┌──

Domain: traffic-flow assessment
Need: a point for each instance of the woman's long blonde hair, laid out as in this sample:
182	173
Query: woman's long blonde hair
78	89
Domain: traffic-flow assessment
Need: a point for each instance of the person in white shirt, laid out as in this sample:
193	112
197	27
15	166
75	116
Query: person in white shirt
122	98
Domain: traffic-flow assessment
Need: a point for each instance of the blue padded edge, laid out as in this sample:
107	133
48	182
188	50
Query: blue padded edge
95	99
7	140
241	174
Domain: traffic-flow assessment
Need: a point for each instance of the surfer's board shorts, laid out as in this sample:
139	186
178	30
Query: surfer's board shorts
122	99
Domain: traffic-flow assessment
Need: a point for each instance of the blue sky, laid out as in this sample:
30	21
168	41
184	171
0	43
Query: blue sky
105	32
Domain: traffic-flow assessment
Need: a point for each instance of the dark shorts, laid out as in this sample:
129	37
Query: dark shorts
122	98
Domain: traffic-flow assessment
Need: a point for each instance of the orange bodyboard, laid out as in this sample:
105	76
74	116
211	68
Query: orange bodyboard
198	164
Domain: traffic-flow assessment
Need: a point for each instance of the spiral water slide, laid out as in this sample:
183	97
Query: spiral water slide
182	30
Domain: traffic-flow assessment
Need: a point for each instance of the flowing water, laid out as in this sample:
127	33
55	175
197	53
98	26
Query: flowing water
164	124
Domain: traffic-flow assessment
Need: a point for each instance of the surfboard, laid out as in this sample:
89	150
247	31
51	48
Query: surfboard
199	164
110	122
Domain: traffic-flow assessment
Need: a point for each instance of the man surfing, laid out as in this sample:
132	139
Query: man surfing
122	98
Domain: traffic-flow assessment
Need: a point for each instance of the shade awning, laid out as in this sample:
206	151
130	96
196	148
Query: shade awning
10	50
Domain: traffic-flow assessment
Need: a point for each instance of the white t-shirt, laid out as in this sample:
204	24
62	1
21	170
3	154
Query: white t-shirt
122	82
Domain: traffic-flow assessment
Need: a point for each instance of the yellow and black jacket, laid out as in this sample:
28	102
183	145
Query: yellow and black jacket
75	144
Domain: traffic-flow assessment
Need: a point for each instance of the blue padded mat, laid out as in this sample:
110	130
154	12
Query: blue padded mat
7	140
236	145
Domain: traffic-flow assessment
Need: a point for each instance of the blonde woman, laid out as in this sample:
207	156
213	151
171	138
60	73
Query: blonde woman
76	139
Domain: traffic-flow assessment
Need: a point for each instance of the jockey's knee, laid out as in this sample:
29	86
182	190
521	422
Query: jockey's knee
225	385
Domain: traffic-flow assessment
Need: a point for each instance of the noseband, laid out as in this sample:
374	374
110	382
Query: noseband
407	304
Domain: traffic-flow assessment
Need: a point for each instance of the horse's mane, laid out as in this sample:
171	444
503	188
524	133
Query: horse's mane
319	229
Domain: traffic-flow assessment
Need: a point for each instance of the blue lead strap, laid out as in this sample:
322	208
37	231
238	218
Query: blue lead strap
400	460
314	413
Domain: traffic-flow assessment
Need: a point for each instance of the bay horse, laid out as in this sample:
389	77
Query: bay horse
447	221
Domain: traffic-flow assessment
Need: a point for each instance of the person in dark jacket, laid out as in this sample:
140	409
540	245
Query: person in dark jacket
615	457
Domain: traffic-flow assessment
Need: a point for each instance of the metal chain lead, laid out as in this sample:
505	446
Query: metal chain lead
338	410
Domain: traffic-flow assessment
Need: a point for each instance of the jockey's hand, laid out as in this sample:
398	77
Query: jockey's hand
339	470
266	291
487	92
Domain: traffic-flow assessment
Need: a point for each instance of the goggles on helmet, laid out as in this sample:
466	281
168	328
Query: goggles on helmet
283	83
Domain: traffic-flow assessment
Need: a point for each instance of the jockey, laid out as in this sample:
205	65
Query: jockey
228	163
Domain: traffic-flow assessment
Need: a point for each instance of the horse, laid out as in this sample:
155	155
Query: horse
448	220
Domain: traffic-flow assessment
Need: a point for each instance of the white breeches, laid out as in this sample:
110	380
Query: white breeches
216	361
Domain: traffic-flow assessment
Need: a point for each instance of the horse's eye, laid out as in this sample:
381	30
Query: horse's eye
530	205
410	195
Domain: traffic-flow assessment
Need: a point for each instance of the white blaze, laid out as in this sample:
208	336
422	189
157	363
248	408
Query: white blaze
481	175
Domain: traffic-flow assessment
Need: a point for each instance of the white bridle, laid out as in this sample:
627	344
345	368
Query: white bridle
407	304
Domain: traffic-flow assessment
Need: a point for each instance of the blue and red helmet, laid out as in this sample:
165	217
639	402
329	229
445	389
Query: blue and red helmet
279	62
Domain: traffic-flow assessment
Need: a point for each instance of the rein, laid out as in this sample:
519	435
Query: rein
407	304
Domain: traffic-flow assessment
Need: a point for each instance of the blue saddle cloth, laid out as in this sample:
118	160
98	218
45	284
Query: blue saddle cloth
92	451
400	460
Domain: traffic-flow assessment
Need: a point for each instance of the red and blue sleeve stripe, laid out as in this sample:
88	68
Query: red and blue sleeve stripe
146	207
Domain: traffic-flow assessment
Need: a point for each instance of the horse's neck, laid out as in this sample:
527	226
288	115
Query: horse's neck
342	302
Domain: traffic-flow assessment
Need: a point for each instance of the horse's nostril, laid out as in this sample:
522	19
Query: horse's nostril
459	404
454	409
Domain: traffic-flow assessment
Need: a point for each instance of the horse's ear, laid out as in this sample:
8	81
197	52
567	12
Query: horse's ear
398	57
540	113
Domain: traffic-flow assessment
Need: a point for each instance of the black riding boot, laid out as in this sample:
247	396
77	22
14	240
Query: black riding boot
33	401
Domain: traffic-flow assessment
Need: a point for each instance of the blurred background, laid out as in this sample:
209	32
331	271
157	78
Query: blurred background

└──

Retype all of the entries precisely as they are.

Domain: traffic-flow assessment
Need: a point for each instance of the woman's long blonde hair, laid out as in this sample:
182	173
Query: woman's long blonde hair
78	89
Domain: traffic-flow assessment
Need: a point for each instance of the person in white shirt, laid out as in this sample:
193	112
197	27
15	166
75	116
Query: person in white shirt
122	98
Domain: traffic-flow assessment
Need: a point for each instance of the blue padded edge, laid out as in this sample:
107	133
48	182
188	50
Query: blue padded edge
95	99
7	140
241	174
Domain: traffic-flow assessment
Need: a point for each instance of the surfer's board shorts, laid out as in this sample:
139	186
178	30
Query: surfer's board shorts
122	99
Domain: traffic-flow assessment
Need: a point for each instance of the blue sky, laid out as in this sample:
30	21
168	41
184	171
0	43
Query: blue sky
105	32
Domain: traffic-flow assessment
Need: a point for each instance of the dark shorts, laid out as in this sample:
129	37
Query: dark shorts
122	98
Domain: traffic-flow assessment
Need: a point for each instance of the orange bodyboard, laid out as in this sample:
105	76
74	116
211	68
Query: orange bodyboard
198	164
Domain: traffic-flow assessment
Need: a point for each instance of the spiral water slide, laid out as in this sample:
183	97
Query: spiral water slide
182	30
Domain: traffic-flow assessment
Need: a point for each instance of the flowing water, laid out as in this sample:
127	33
55	175
197	53
98	26
Query: flowing water
164	124
Domain: traffic-flow assessment
Need: a point for each instance of the surfboard, laid out as in this sample:
89	150
247	31
51	48
Query: surfboard
199	164
110	122
Domain: traffic-flow assessment
Need: a point for each instance of the man surfing, laid out as in this sample:
132	139
Query: man surfing
122	98
Domain: traffic-flow assessment
Need: a point for each instance of the shade awning, laid out as in this sample:
206	151
130	96
196	148
Query: shade awning
10	50
Domain: traffic-flow assessment
Need: a point for each instance of the white t-shirt, laid out as in this sample:
204	24
62	1
21	170
3	154
Query: white t-shirt
122	82
Domain: traffic-flow assessment
Need: a point for each instance of the yellow and black jacket, laid out as in this sample:
28	102
183	145
Query: yellow and black jacket
75	144
Domain: traffic-flow assessment
Need: a point for each instance of the blue padded mat, laid out as in this sample:
110	130
154	12
Query: blue padded mat
7	140
236	145
Domain: traffic-flow assessment
Need: a point for each instance of the blonde woman, laid out as in this sample:
207	156
213	151
171	138
60	73
Query: blonde woman
76	139
Domain: traffic-flow assessment
Need: a point for each instance of the jockey's knee, laid out as in this sample:
29	86
182	190
521	422
Query: jockey's knee
225	385
Domain: traffic-flow assessment
Need: a point for each instance of the noseband, laid out as in this sample:
374	374
110	382
Query: noseband
407	304
Domain: traffic-flow assessment
Need: a point for each instance of the horse's mane, laid out as in this sample:
171	444
503	188
524	133
Query: horse's mane
319	229
Domain: traffic-flow assessment
Need: a point for each instance of the blue lead strap, laid out as in this sample:
322	208
37	231
238	218
Query: blue lead strap
400	460
314	413
Domain: traffic-flow assessment
Need: a point for each instance of the bay horse, laid out as in this sample:
389	77
Query: bay horse
447	221
Domain: traffic-flow assessment
Need: a point for each instance of the person in dark jacket, laid out as in this sample:
140	409
540	245
Query: person in dark jacket
615	457
Domain: traffic-flow assessment
Need: a point for each instance of the metal chain lead, laid out as in this sample:
505	446
Query: metal chain lead
338	410
Domain: traffic-flow assessment
Need: a point for each instance of the jockey's hand, laid out as in this sample:
398	77
Query: jockey's hand
339	470
266	291
487	92
Domain: traffic-flow assessment
Need: a point for each instance of the goggles on helmet, laid out as in this sample:
466	281
168	328
Query: goggles on helmet
283	83
Domain: traffic-flow assessment
Need: a point for each instance of the jockey, laid out as in this sample:
205	65
Query: jockey
228	163
Domain: traffic-flow assessment
Need: a point for each instance of the horse, laid out as in this sample:
155	155
Query: horse
448	220
Domain: traffic-flow assessment
Need: a point for each instance of the white breeches, laid out as in this sample:
110	380
Query: white breeches
216	361
Domain: traffic-flow assessment
Need: a point for each instance of the horse's eye, laid out as in this sample:
381	30
Query: horse's eye
530	205
410	195
Domain: traffic-flow assessment
Need: a point for each instance of the white blaze, laid out as in this sample:
208	336
422	189
157	363
248	408
Query: white blaze
481	175
Domain: traffic-flow assessment
Need: a point for each instance of the white bridle, laid out as in this sample:
627	344
345	368
Query: white bridle
407	304
Domain: traffic-flow assessment
Need: a point for each instance of the blue and red helmet, laid out as in this sample:
165	217
639	402
329	229
445	389
Query: blue and red helmet
279	62
Domain: traffic-flow assessment
Need: a point for each instance of the rein, laid out as in this sample:
519	435
Query: rein
407	304
Domain: traffic-flow assessment
Need: a point for each instance of the blue saddle cloth, laid out as in this sample:
118	160
98	218
45	284
Query: blue saddle cloth
92	451
400	460
Domain: traffic-flow assessment
Need: a point for each instance of the red and blue sleeve stripe, laid out as in this sample:
88	68
Query: red and blue sleeve stripe
146	207
Domain: traffic-flow assessment
Need: a point for each instance of the horse's neck, laid out as in this sample:
527	226
288	115
Query: horse's neck
342	302
Domain: traffic-flow assessment
Need: a point for each instance of the horse's nostril, laid out as in this sample:
522	19
Query: horse's nostril
459	404
454	409
Domain: traffic-flow assessment
Need: a point for each instance of the horse's ear, laid out as in this sample:
8	81
197	52
567	12
Query: horse's ear
398	57
540	113
Domain: traffic-flow assessment
Need: a point for each instance of the black riding boot, laid out as in this sample:
247	396
77	22
14	240
Query: black riding boot
33	401
Domain: traffic-flow assessment
Need: a point for each instance of the blurred background, laid out as in this sample:
209	32
331	271
157	78
Query: blurred background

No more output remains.